Matrix Multiplication Buggy

The following is my kernel code for A * B, where A and B are 2x2 matrices.

global void CUDAMatrixMultiplication_kernel(double* lhsContainer, unsigned int lhsRows, unsigned int lhsColumns, double* rhsContainer, unsigned int rhsRows, unsigned int rhsColumns, double* resultContainer, unsigned int resultColumns) {
double Cvalue = 0.0;
unsigned int row = blockIdx.y * blockDim.y + threadIdx.y;
unsigned int column = blockIdx.x * blockDim.x + threadIdx.x;
for (unsigned int e = 0; e < lhsColumns; ++e) {
Cvalue += lhsContainer[row * lhsColumns + e] * rhsContainer[column + e * rhsColumns];
}
resultContainer[row * resultColumns + column] = Cvalue;
}

This code is almost verbatim from the example given in the CUDA Programming Guide 3.0. As it is, the resulting matrix’s first row is correct, but the second ends up containing only the second row from B.

A =
1,2
3,4

B =
5,6
7,8

C =
19,22
7,8

Has anyone else encountered such a problem before? Is there any advice on how to get this to work properly?

Jonathan Scott

I am using CUDA driver 3.0. I’ve played around with this for days and still cannot figure out why I cannot get a correct answer when it comes to matrix multiplication on the GPU (I have it working in CPU-space correctly) except to believe there must be a driver bug or GPU hardware bug.

- - -

§ WHAT YOU NEED TO DO
[A] Answer these questions from the CUDA matrix multiplication thread, giving each answer on its own line with the matching label.
(i) Which version of the CUDA Programming Guide supplied the example that the kernel code follows?
(ii) What values appear in the second row of the resulting matrix C?
(iii) Which CUDA driver version does the poster say is in use?
[B] List every parameter that the kernel function in the CUDA matrix multiplication thread takes.
[C] Carry on the CUDA matrix multiplication thread from its final sentence.

§ INFORMATION GIVEN
- - -

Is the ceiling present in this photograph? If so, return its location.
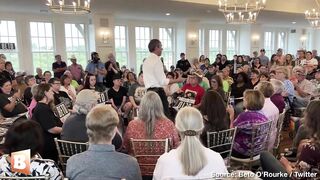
[0,0,317,27]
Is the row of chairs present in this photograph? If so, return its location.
[0,112,285,180]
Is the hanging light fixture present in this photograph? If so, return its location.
[47,0,90,14]
[218,0,266,24]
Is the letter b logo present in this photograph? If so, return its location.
[11,149,30,175]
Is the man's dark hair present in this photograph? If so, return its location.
[148,39,161,52]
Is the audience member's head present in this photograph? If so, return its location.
[270,79,285,94]
[73,89,99,114]
[33,84,54,103]
[24,75,36,87]
[84,73,97,89]
[4,117,43,157]
[243,89,264,111]
[305,100,320,146]
[86,105,119,144]
[255,81,274,98]
[199,90,227,130]
[210,75,223,91]
[176,107,207,176]
[138,91,166,138]
[60,74,71,86]
[48,77,61,92]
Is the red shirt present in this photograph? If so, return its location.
[181,84,205,105]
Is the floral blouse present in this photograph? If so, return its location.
[0,154,63,180]
[123,119,180,175]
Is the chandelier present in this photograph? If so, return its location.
[304,0,320,29]
[47,0,90,14]
[218,0,266,24]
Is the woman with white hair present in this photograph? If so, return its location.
[66,105,141,180]
[61,89,122,149]
[270,79,286,113]
[153,107,227,180]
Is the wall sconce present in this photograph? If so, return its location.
[300,35,307,49]
[251,34,260,46]
[189,33,197,45]
[100,30,110,44]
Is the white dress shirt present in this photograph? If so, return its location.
[261,98,280,150]
[142,53,170,89]
[153,147,228,180]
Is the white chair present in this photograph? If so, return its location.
[231,121,272,170]
[207,127,237,166]
[130,138,169,176]
[273,110,286,154]
[54,138,89,172]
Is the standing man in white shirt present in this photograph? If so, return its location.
[142,39,183,117]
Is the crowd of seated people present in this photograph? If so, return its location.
[0,45,320,179]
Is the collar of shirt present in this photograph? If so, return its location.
[88,144,115,152]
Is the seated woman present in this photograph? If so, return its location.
[83,73,105,92]
[32,84,62,161]
[0,117,63,180]
[0,78,27,117]
[208,75,227,102]
[200,90,234,147]
[153,107,227,180]
[260,100,320,179]
[61,89,122,149]
[123,72,137,91]
[231,90,268,158]
[66,105,141,180]
[123,91,179,175]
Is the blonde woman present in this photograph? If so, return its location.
[153,107,227,180]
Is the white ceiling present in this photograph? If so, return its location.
[0,0,317,27]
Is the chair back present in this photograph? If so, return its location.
[130,138,169,176]
[0,174,50,180]
[249,121,272,159]
[274,111,286,149]
[207,127,237,164]
[54,138,89,172]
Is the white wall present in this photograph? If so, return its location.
[0,9,320,73]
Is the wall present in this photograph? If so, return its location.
[0,12,320,73]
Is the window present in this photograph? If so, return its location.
[209,30,221,62]
[30,22,54,72]
[135,27,151,73]
[264,32,274,57]
[159,28,174,69]
[199,29,204,57]
[114,26,128,67]
[64,24,88,68]
[0,21,20,71]
[277,32,287,49]
[226,30,237,59]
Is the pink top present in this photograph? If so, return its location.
[122,119,180,175]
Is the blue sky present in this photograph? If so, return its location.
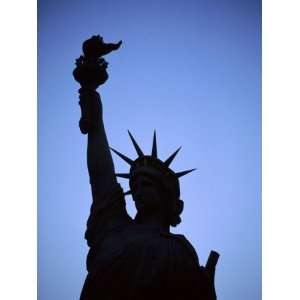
[38,0,261,300]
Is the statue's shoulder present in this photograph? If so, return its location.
[161,233,199,264]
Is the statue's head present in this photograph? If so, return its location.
[111,132,194,226]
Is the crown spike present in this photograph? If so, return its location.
[151,130,157,158]
[128,130,144,157]
[176,169,196,178]
[109,147,133,166]
[164,147,181,167]
[116,173,130,179]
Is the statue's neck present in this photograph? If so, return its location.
[135,214,170,232]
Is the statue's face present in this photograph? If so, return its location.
[131,174,164,215]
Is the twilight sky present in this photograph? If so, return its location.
[38,0,261,300]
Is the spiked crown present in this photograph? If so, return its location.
[110,130,195,197]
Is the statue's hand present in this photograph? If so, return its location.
[79,88,102,134]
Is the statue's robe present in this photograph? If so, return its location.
[80,184,214,300]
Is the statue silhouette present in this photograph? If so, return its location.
[73,36,219,300]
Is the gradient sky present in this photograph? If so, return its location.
[38,0,261,300]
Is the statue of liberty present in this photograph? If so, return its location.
[73,36,219,300]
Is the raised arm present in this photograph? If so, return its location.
[79,88,117,199]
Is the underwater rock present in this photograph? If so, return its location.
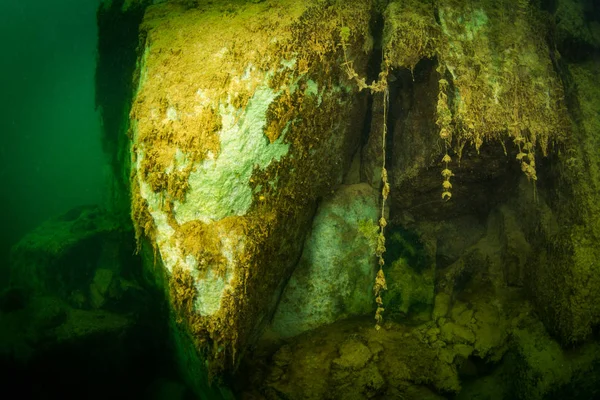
[271,183,379,337]
[126,0,372,390]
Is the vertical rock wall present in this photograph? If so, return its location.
[130,0,372,392]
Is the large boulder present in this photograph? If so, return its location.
[131,0,372,394]
[272,183,380,337]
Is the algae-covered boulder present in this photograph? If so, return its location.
[131,0,372,388]
[272,183,379,337]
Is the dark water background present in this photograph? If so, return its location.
[0,0,107,287]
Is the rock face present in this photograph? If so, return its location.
[272,183,380,337]
[90,0,600,398]
[131,0,372,393]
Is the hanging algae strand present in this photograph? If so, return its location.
[340,26,390,330]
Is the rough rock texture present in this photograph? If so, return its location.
[271,183,380,337]
[131,0,372,394]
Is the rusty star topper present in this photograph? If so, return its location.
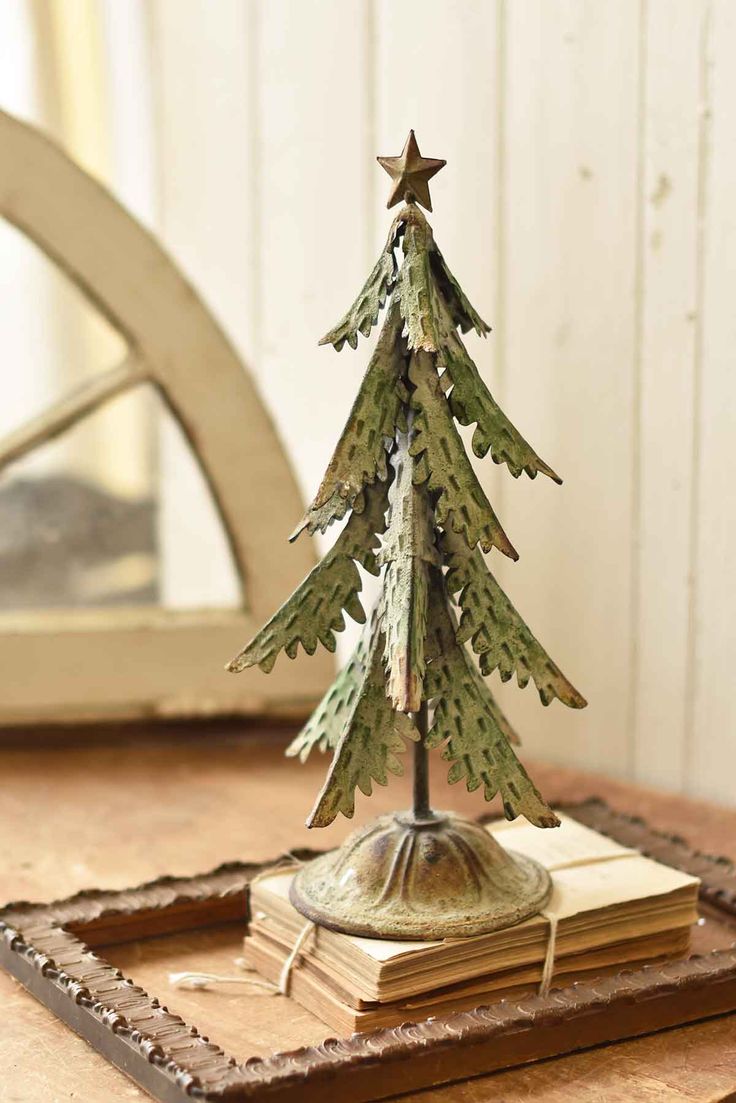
[376,130,447,211]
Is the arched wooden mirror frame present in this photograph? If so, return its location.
[0,113,333,725]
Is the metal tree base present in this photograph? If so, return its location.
[290,812,551,940]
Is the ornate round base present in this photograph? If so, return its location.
[290,812,551,940]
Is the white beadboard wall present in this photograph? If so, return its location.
[149,0,736,803]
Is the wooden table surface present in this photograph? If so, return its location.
[0,725,736,1103]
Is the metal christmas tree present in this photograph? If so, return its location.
[230,131,586,939]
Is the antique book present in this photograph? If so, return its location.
[244,815,698,1032]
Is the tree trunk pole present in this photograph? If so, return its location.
[414,702,431,820]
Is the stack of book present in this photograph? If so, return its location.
[245,816,698,1034]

- - -

§ ANSWERS FOR THIS EXERCISE
[A]
(i) Version 3.0
(ii) 7 and 8
(iii) CUDA driver 3.0

[B]
lhsContainer
lhsRows
lhsColumns
rhsContainer
rhsRows
rhsColumns
resultContainer
resultColumns

[C]
The following is my code for allocating memory on the host and the device.

CUDAMatrix::CUDAMatrix(unsigned long rows, unsigned long columns) : BaseMatrix(rows, columns) {
matrixMemorySize_ = sizeof(double) * rows * columns;
// Host Memory
rawMatrix_ = (double*) malloc(matrixMemorySize_);
// Device Memory
cudaError status = cudaMalloc((void**)&container_, matrixMemorySize_);
if (status == cudaErrorMemoryAllocation)
throw IILException(“cudaErrorMemoryAllocation on cudaMalloc()”, FILE, LINE);
}

container_ = device pointer to matrix memory
rawMatrix_ = host pointer to matrix memory

The following is my code for copying the matrix over to GPU-space:

void CUDAMatrix::syncDevice() {
cudaError_t error = cudaMemcpy(container_, rawMatrix_, rows_ * columns_ * sizeof(double), cudaMemcpyHostToDevice );
if (error == cudaErrorInvalidValue)
throw IILException(“cudaErrorInvalidValue on cudaMalloc()”, FILE, LINE);
if (error == cudaErrorInvalidDevicePointer)
throw IILException(“cudaErrorInvalidDevicePointer on cudaMalloc()”, FILE, LINE);
if (error == cudaErrorInvalidMemcpyDirection)
throw IILException(“cudaErrorInvalidMemcpyDirection on cudaMalloc()”, FILE, LINE);
}

The logic seems correct, and there seem to be no violations. Still, my tests show the first line of results are correct, the rest are … strange.

Someone please help!
Jonathan Scott

Does it work with device emulation mode?

Are you compiling with -arch=sm_13 ? doubles won’t work without that option.

Strange, that first line of results is correct… I think problem maybe in kernel launch, too many threads and blocks.

Thank you very much for your reply!

Yes, I just learned about that one when searching as to why nvcc demoted it to singe-precision when I believe my hardware is capable of double-precision.

Jonathan Scott

Thank you very much for your reply!

I learned about this one recently myself when I searched in to why nvcc was demoting my double-precision to single-precision when I believe my hardware supports double-precision.

Jonathan Scott

Thank you very much for your reply!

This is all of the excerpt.